Collected data entries
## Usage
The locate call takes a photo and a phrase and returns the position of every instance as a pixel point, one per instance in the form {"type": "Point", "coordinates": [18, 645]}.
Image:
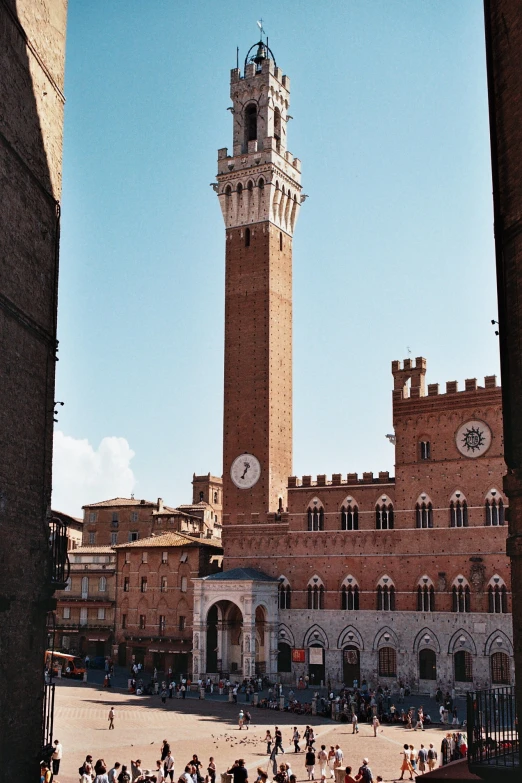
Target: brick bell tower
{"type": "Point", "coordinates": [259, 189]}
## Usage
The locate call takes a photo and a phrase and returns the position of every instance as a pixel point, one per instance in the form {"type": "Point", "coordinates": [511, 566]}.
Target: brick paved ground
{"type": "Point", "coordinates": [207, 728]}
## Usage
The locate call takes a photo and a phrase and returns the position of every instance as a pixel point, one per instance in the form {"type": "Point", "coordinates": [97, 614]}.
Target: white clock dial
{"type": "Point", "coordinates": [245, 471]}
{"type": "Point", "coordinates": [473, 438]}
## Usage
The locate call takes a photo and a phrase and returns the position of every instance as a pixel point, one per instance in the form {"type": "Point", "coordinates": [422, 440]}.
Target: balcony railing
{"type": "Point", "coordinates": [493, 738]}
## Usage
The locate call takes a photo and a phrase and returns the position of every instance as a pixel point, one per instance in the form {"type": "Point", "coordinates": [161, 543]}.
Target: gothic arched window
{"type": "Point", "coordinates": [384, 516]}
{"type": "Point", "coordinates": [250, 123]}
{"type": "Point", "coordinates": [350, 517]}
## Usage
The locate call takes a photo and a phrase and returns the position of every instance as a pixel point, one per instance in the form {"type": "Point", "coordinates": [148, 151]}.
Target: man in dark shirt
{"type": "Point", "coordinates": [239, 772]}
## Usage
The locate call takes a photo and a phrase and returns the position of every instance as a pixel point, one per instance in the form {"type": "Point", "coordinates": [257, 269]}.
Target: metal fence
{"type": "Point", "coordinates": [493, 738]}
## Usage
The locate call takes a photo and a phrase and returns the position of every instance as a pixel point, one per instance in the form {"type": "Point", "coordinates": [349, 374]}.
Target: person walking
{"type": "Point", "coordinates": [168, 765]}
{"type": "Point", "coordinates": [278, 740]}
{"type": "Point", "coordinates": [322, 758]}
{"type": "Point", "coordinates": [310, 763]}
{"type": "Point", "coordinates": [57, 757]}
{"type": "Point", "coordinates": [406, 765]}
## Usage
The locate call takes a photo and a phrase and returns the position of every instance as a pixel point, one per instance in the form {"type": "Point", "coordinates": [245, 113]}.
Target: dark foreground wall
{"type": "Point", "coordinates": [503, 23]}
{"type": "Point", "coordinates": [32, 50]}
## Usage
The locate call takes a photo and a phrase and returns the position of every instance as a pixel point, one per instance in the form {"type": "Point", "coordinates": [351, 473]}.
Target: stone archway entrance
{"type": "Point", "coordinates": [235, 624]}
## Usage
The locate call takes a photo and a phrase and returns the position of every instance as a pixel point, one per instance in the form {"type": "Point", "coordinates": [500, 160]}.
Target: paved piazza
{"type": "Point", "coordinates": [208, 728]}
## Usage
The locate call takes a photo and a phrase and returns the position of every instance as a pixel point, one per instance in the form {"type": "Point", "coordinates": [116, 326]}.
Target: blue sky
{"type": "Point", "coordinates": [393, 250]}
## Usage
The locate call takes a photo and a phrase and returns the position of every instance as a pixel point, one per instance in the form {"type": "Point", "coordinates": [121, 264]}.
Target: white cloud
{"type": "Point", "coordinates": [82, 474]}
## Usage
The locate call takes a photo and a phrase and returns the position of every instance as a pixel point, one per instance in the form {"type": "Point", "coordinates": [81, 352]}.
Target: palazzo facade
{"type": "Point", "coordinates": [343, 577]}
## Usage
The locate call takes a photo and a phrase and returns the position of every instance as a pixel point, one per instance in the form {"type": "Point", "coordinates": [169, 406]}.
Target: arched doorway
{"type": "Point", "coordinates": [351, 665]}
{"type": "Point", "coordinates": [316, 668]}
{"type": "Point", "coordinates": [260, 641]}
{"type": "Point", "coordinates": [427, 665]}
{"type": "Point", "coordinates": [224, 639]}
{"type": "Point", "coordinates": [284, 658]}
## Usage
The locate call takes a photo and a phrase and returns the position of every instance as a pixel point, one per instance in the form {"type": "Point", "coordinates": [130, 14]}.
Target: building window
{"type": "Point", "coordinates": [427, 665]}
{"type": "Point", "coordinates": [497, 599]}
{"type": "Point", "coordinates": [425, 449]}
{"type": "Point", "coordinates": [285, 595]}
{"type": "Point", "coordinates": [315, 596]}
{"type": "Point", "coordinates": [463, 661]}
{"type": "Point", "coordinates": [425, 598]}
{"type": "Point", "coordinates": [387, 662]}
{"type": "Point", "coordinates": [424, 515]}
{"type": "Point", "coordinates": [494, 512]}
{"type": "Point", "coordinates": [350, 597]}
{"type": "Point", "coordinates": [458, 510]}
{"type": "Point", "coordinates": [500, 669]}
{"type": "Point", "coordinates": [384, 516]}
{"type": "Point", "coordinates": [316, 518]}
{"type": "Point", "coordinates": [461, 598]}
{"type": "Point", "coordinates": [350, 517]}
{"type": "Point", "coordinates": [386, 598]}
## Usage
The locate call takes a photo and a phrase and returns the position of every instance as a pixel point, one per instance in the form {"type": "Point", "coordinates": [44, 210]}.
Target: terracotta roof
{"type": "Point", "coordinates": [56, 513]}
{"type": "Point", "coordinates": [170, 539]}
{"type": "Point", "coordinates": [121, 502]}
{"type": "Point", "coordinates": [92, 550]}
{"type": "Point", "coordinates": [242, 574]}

To do> Write out each entry exactly as given, but skip the pictures.

Answer for the task>
## Usage
The locate call takes a photo and a phrase and returns the position of every instance as a pixel point, one per instance in the form {"type": "Point", "coordinates": [18, 645]}.
Image:
Target: brick bell tower
{"type": "Point", "coordinates": [259, 189]}
## Usage
The locate call takes a photo and a phrase and returns the position of every instance as a pixel point, one per instance in the form {"type": "Point", "coordinates": [511, 566]}.
Target: brick paved ground
{"type": "Point", "coordinates": [207, 728]}
## Usage
The locate call takes a photo and a phrase and returns the position of every instance as a pixel point, one per instance in the form {"type": "Point", "coordinates": [97, 614]}.
Target: white clock dial
{"type": "Point", "coordinates": [245, 471]}
{"type": "Point", "coordinates": [473, 438]}
## Usage
The locate call takes a photo and a phrase and returns the position of every instance as a pixel point, one per instance in the form {"type": "Point", "coordinates": [422, 440]}.
Target: balcony railing
{"type": "Point", "coordinates": [493, 738]}
## Usage
The locate call takes a photo and a phrase and returns the position of every instance as a pixel point, one per instance in the form {"type": "Point", "coordinates": [161, 543]}.
Target: gothic arched window
{"type": "Point", "coordinates": [384, 516]}
{"type": "Point", "coordinates": [250, 123]}
{"type": "Point", "coordinates": [350, 517]}
## Usage
The locate call takes a photo and a phrase and returns the position of every instance as a pixel point, one per instance in the form {"type": "Point", "coordinates": [148, 151]}.
Target: man in dark shirt
{"type": "Point", "coordinates": [239, 772]}
## Usage
The locate call takes a photo and a phrase and returns the position of every instance as a pixel point, one per instance in the form {"type": "Point", "coordinates": [257, 269]}.
Target: metal fence
{"type": "Point", "coordinates": [493, 738]}
## Usage
The locate call takes a photo and a phrase and returns the position of every instance as a pixel point, one per instance in the form {"type": "Point", "coordinates": [349, 374]}.
Target: person walking
{"type": "Point", "coordinates": [168, 765]}
{"type": "Point", "coordinates": [278, 740]}
{"type": "Point", "coordinates": [322, 758]}
{"type": "Point", "coordinates": [310, 763]}
{"type": "Point", "coordinates": [57, 757]}
{"type": "Point", "coordinates": [406, 765]}
## Usage
The locate call takes a photo and a phrase and returns the position of every instance as a pixel point, one per instance in the form {"type": "Point", "coordinates": [245, 113]}.
Target: dark foreground wall
{"type": "Point", "coordinates": [503, 23]}
{"type": "Point", "coordinates": [32, 50]}
## Usage
The locate call takes a photo and a phrase and returns the position of every instance as a pixel point, one per instance in the form {"type": "Point", "coordinates": [351, 473]}.
Target: stone archway entrance
{"type": "Point", "coordinates": [235, 624]}
## Usage
The locate call takes a photo and a phrase and returns the position of every instance as a pixel point, one per instance in the form {"type": "Point", "coordinates": [500, 160]}.
Target: paved piazza
{"type": "Point", "coordinates": [208, 728]}
## Usage
The locate call takes a photo and a phrase and returns the position of every instance as a pixel point, one per instance in the form {"type": "Point", "coordinates": [116, 326]}.
Target: blue sky
{"type": "Point", "coordinates": [393, 250]}
## Usage
The locate call takes a photo and a phrase and returns the position of every instance as a pixel point, one per instance in the form {"type": "Point", "coordinates": [121, 264]}.
Target: white cloud
{"type": "Point", "coordinates": [82, 474]}
## Usage
The locate call takes a photo and a phrase and returns the position of every instance as a pixel point, one per instance in the form {"type": "Point", "coordinates": [81, 352]}.
Target: palazzo facade
{"type": "Point", "coordinates": [343, 577]}
## Usage
The locate call takes a photo and a phrase and returns the position of every instance as a pixel point, one per instance in the form {"type": "Point", "coordinates": [169, 406]}.
Target: arched doorway
{"type": "Point", "coordinates": [351, 665]}
{"type": "Point", "coordinates": [316, 668]}
{"type": "Point", "coordinates": [260, 641]}
{"type": "Point", "coordinates": [427, 665]}
{"type": "Point", "coordinates": [224, 639]}
{"type": "Point", "coordinates": [284, 658]}
## Usage
The locate call takes a photo and a phrase and returns the position of every instance as a pixel point, one per instance in the form {"type": "Point", "coordinates": [130, 14]}.
Target: building window
{"type": "Point", "coordinates": [427, 665]}
{"type": "Point", "coordinates": [497, 599]}
{"type": "Point", "coordinates": [425, 449]}
{"type": "Point", "coordinates": [285, 595]}
{"type": "Point", "coordinates": [315, 596]}
{"type": "Point", "coordinates": [463, 661]}
{"type": "Point", "coordinates": [425, 598]}
{"type": "Point", "coordinates": [387, 662]}
{"type": "Point", "coordinates": [424, 515]}
{"type": "Point", "coordinates": [494, 512]}
{"type": "Point", "coordinates": [350, 597]}
{"type": "Point", "coordinates": [458, 510]}
{"type": "Point", "coordinates": [500, 669]}
{"type": "Point", "coordinates": [384, 516]}
{"type": "Point", "coordinates": [316, 518]}
{"type": "Point", "coordinates": [461, 598]}
{"type": "Point", "coordinates": [350, 517]}
{"type": "Point", "coordinates": [386, 598]}
## Usage
The locate call takes a photo and a phrase and returns the position of every instance as a pixel point, one per instance in the form {"type": "Point", "coordinates": [44, 210]}.
Target: terracotta roof
{"type": "Point", "coordinates": [56, 513]}
{"type": "Point", "coordinates": [170, 539]}
{"type": "Point", "coordinates": [121, 502]}
{"type": "Point", "coordinates": [92, 550]}
{"type": "Point", "coordinates": [242, 574]}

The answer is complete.